* _Work task_: The records below must be transcribed exactly. Do not include the pictures.

*** Opening of Given entries ***

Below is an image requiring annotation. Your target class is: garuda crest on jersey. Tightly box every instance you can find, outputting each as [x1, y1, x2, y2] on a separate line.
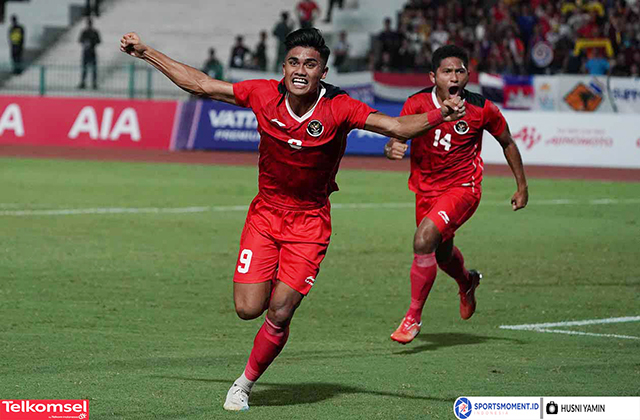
[454, 120, 469, 135]
[306, 120, 324, 137]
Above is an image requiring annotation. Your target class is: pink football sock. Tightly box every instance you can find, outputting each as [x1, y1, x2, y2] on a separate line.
[405, 252, 437, 323]
[244, 316, 289, 381]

*** Close of Given entries ***

* _Response area_:
Below is an image requiring annotation. Your target class is: garuda crest on jersey. Tightly box every instance you can find, outputting each as [x1, y1, x2, y2] on a separate line.
[454, 120, 469, 135]
[306, 120, 324, 137]
Above is an image requiring annotation. Your target class is: pink football sock. Tightly box every instance you can find, outputting each as [x1, y1, x2, y2] on a separate line.
[405, 252, 437, 323]
[244, 316, 289, 381]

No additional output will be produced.